Work instruction
With pictures left out, write out exactly every line from the start of the data through the one that contains "Target: tree line".

┌──

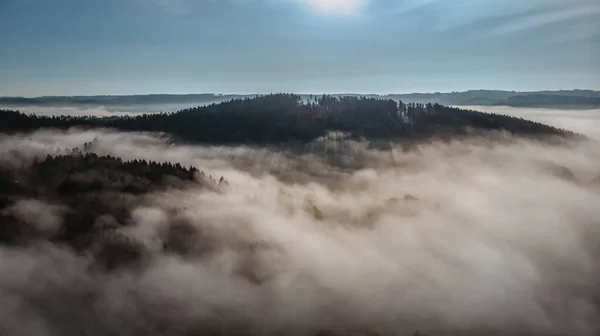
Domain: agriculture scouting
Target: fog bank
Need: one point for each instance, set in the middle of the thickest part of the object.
(465, 238)
(586, 122)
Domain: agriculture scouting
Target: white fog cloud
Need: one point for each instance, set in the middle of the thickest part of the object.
(466, 237)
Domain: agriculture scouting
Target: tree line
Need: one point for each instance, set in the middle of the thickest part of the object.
(285, 118)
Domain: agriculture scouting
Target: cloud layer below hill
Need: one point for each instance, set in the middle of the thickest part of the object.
(462, 238)
(581, 121)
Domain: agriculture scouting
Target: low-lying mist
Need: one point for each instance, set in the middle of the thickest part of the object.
(462, 238)
(585, 122)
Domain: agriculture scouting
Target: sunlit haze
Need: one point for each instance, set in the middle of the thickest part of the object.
(73, 47)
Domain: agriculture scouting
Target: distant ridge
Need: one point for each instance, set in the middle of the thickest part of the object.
(576, 99)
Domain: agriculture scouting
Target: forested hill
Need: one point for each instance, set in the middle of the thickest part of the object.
(578, 99)
(286, 118)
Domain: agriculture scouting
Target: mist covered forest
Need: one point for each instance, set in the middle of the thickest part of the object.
(278, 215)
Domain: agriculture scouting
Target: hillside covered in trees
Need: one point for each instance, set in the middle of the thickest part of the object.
(551, 98)
(288, 118)
(99, 193)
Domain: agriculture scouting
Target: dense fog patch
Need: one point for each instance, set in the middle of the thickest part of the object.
(467, 237)
(584, 121)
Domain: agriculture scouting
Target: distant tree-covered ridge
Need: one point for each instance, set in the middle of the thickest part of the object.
(285, 118)
(548, 98)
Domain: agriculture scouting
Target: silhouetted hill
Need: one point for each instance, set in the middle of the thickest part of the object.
(98, 191)
(288, 119)
(557, 99)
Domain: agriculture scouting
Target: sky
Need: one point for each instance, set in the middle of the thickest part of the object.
(74, 47)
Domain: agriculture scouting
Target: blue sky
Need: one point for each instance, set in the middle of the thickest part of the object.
(80, 47)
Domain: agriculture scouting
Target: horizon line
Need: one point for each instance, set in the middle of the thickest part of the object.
(285, 92)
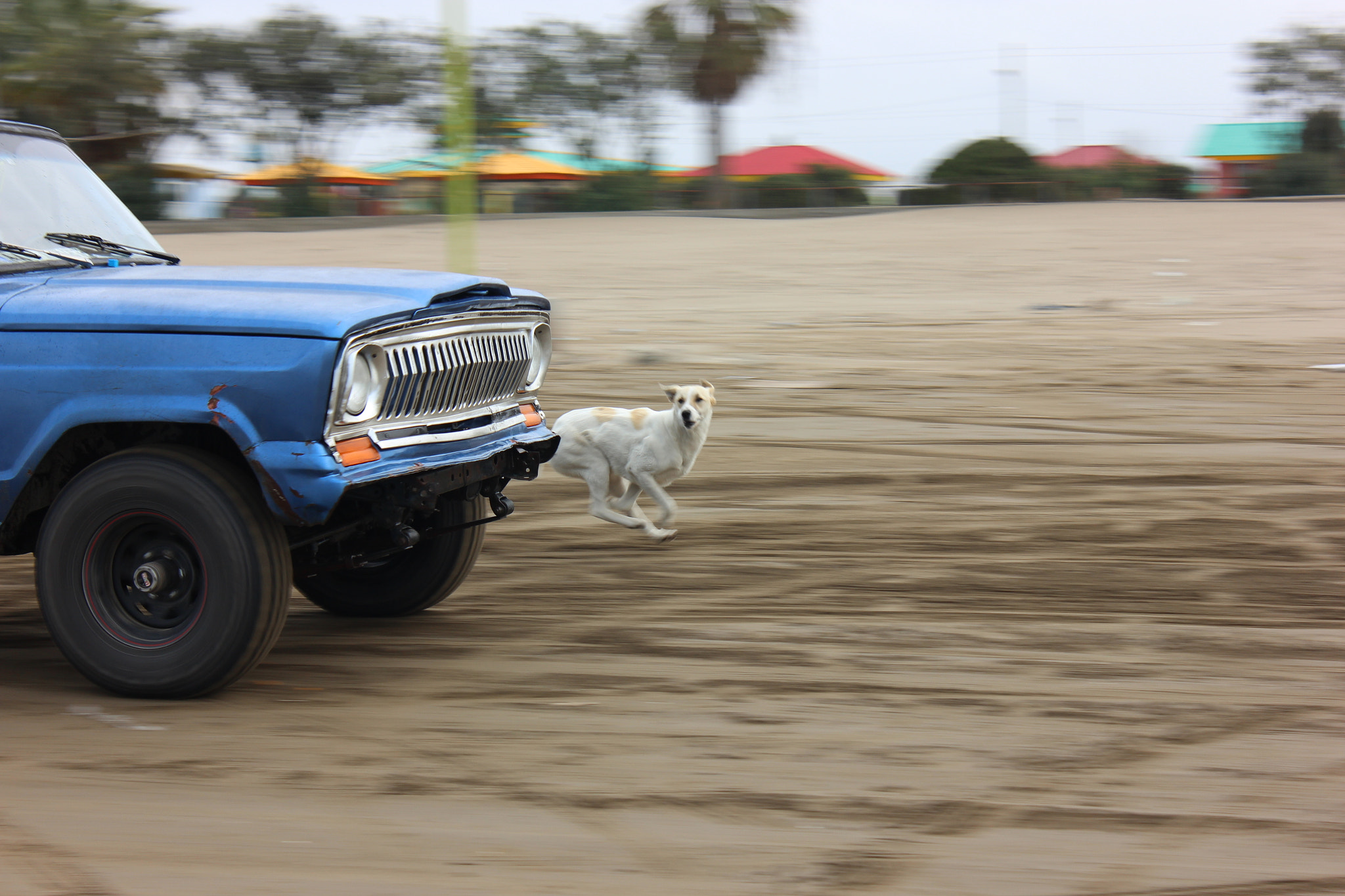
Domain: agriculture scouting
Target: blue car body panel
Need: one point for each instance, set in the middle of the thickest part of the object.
(249, 350)
(317, 303)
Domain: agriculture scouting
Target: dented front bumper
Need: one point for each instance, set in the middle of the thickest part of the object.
(303, 481)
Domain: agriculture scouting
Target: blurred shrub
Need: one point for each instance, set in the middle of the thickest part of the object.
(1317, 171)
(1125, 182)
(1306, 174)
(615, 191)
(986, 161)
(135, 184)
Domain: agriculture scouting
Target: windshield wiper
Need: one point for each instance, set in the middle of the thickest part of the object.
(108, 247)
(19, 250)
(38, 254)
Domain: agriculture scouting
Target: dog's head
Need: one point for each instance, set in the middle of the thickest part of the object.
(692, 405)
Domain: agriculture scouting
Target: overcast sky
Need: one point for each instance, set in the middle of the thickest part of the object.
(899, 83)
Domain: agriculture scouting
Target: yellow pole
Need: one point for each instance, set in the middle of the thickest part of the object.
(459, 140)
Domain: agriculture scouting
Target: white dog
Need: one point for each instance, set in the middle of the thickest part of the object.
(622, 453)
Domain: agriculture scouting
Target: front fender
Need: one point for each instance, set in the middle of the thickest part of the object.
(257, 389)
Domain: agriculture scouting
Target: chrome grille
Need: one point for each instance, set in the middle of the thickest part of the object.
(454, 373)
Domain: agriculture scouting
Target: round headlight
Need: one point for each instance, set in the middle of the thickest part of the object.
(359, 385)
(541, 356)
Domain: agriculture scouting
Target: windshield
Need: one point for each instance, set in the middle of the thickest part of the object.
(45, 188)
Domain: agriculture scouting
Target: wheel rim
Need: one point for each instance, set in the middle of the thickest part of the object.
(144, 581)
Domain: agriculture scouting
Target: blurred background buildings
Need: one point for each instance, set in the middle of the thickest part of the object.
(278, 116)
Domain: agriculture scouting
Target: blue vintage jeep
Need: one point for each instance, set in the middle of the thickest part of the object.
(181, 445)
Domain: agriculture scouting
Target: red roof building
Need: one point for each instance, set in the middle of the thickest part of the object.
(786, 160)
(1095, 158)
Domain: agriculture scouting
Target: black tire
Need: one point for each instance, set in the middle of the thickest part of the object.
(162, 574)
(408, 582)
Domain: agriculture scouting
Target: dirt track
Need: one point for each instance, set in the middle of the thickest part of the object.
(970, 598)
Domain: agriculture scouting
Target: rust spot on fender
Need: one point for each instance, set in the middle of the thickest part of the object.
(277, 495)
(214, 402)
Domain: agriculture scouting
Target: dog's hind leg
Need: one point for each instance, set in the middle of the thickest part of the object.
(667, 507)
(599, 480)
(623, 500)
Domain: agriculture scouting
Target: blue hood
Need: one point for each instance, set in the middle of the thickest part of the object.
(318, 303)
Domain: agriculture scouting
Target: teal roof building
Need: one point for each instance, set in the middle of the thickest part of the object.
(1254, 141)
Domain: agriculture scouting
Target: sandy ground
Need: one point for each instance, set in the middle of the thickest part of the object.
(1013, 567)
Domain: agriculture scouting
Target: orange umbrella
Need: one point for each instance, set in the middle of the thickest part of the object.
(310, 168)
(512, 165)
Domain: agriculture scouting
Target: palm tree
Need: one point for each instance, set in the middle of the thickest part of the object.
(713, 49)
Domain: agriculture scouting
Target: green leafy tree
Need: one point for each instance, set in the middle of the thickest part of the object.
(988, 161)
(1304, 72)
(1317, 169)
(713, 49)
(1323, 132)
(95, 70)
(301, 81)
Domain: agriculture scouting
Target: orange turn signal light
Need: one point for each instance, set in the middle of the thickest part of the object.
(361, 450)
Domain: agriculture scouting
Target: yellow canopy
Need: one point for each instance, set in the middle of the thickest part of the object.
(512, 165)
(322, 171)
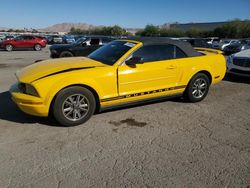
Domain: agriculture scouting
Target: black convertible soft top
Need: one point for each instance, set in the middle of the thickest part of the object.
(184, 46)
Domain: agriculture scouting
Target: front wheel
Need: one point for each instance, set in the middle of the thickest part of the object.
(74, 106)
(197, 88)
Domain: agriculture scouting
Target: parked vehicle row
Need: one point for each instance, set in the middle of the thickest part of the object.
(239, 63)
(82, 47)
(23, 42)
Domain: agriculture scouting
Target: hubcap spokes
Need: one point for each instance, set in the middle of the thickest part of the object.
(75, 107)
(199, 88)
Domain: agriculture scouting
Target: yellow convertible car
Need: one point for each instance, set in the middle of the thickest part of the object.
(119, 73)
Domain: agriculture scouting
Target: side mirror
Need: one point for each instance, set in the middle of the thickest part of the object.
(133, 61)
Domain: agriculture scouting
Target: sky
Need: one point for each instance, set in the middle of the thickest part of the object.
(125, 13)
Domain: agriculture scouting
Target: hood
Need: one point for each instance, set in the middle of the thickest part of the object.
(54, 66)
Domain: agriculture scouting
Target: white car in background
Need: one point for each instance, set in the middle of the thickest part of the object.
(239, 63)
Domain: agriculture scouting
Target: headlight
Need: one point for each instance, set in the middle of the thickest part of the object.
(28, 89)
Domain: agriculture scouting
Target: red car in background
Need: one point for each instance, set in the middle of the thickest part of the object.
(24, 42)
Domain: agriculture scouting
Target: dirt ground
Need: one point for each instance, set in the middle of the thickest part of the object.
(164, 144)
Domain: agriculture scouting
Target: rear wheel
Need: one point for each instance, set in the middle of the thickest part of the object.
(9, 47)
(37, 47)
(74, 106)
(197, 88)
(66, 54)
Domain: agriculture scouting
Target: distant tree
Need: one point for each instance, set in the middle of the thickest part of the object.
(150, 31)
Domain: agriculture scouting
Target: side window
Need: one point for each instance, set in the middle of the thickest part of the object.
(179, 53)
(94, 42)
(155, 53)
(19, 38)
(28, 37)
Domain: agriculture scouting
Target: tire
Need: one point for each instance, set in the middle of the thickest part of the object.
(37, 47)
(68, 112)
(197, 88)
(66, 54)
(9, 47)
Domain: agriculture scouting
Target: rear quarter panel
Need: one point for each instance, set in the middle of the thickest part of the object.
(214, 64)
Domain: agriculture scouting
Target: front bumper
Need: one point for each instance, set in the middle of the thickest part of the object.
(29, 104)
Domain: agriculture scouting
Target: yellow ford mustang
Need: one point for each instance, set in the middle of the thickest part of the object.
(121, 72)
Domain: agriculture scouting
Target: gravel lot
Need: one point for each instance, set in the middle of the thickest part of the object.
(165, 144)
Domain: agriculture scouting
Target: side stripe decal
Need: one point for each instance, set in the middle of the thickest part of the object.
(142, 93)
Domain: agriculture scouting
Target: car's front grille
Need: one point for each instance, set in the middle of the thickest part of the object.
(240, 71)
(242, 62)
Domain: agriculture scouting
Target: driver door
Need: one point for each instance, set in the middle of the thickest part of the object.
(158, 69)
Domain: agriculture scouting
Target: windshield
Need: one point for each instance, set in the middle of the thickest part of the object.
(81, 40)
(111, 52)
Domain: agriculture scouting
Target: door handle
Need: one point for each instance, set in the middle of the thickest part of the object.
(171, 67)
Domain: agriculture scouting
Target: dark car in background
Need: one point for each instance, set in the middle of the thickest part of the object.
(82, 47)
(68, 39)
(55, 39)
(24, 42)
(197, 42)
(239, 63)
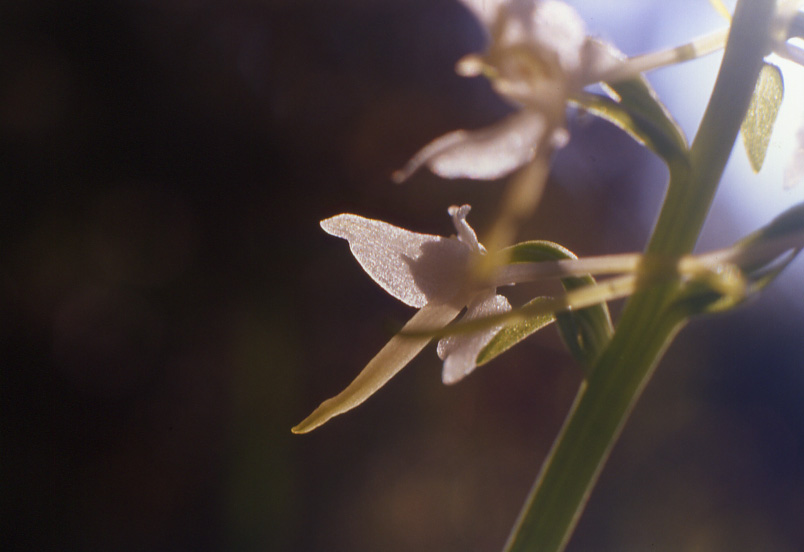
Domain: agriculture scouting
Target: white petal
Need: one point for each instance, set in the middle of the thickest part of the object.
(415, 268)
(466, 233)
(396, 354)
(484, 10)
(794, 173)
(557, 27)
(485, 154)
(598, 59)
(460, 351)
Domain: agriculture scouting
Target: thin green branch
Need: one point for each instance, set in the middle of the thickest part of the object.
(649, 322)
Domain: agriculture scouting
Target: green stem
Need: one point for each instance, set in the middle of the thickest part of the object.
(647, 325)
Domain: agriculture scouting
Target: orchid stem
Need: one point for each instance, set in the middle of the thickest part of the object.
(649, 321)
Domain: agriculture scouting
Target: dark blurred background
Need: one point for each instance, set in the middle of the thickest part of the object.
(170, 307)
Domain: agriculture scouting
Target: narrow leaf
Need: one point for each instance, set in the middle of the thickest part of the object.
(634, 107)
(758, 123)
(585, 331)
(515, 332)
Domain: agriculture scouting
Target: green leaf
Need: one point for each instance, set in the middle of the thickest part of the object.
(721, 9)
(513, 333)
(758, 123)
(585, 331)
(634, 107)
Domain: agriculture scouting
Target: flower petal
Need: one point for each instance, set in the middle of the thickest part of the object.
(396, 354)
(557, 27)
(485, 154)
(415, 268)
(484, 10)
(459, 352)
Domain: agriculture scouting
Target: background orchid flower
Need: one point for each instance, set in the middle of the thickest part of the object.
(538, 55)
(434, 274)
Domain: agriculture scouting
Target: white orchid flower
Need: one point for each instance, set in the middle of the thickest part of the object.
(539, 55)
(432, 273)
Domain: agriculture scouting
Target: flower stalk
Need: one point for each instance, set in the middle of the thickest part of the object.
(650, 319)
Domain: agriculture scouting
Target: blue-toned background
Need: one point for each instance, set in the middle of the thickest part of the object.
(170, 307)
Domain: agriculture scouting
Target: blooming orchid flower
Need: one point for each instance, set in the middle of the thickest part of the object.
(432, 273)
(538, 57)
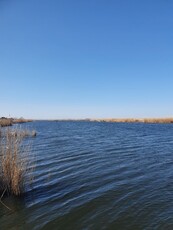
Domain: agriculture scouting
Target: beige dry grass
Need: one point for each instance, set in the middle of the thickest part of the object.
(13, 162)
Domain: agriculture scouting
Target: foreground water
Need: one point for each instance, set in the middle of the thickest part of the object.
(91, 175)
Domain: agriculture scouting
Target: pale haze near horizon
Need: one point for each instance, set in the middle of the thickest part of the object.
(86, 59)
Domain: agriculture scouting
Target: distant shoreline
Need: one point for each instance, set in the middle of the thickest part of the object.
(123, 120)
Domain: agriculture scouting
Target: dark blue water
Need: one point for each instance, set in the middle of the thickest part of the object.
(91, 175)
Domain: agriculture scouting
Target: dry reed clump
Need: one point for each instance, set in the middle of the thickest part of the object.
(13, 162)
(6, 122)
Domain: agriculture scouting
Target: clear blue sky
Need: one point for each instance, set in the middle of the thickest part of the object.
(86, 58)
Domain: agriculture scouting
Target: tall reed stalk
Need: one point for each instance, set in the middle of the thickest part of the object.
(13, 162)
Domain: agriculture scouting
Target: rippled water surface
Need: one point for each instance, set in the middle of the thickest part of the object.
(91, 175)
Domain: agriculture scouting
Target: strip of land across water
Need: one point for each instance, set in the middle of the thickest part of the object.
(10, 121)
(124, 120)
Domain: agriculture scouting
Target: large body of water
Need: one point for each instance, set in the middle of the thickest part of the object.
(91, 175)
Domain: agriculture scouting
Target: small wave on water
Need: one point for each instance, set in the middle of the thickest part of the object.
(94, 175)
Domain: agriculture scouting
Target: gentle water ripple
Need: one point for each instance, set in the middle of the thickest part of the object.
(91, 175)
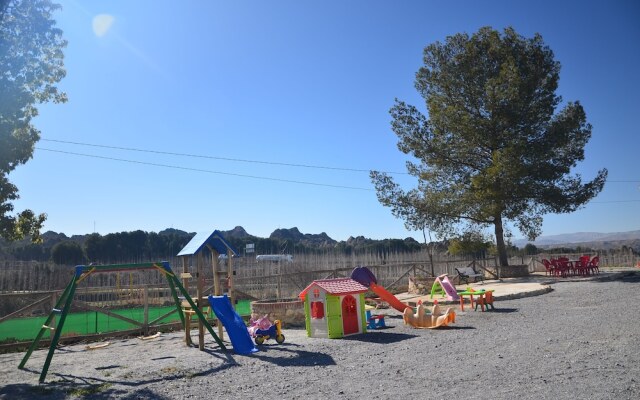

└──

Answer for this exercise
Domain: agriculture scouting
Target: fog bank
Need: one point for each instance, set in the middle of the thickest part of the object.
(465, 238)
(586, 122)
Domain: agriculture scouting
Target: white fog cloud
Need: one point for each instance, set in the middle of the thickest part of the object.
(466, 237)
Domain: agriculture scouting
Target: tree line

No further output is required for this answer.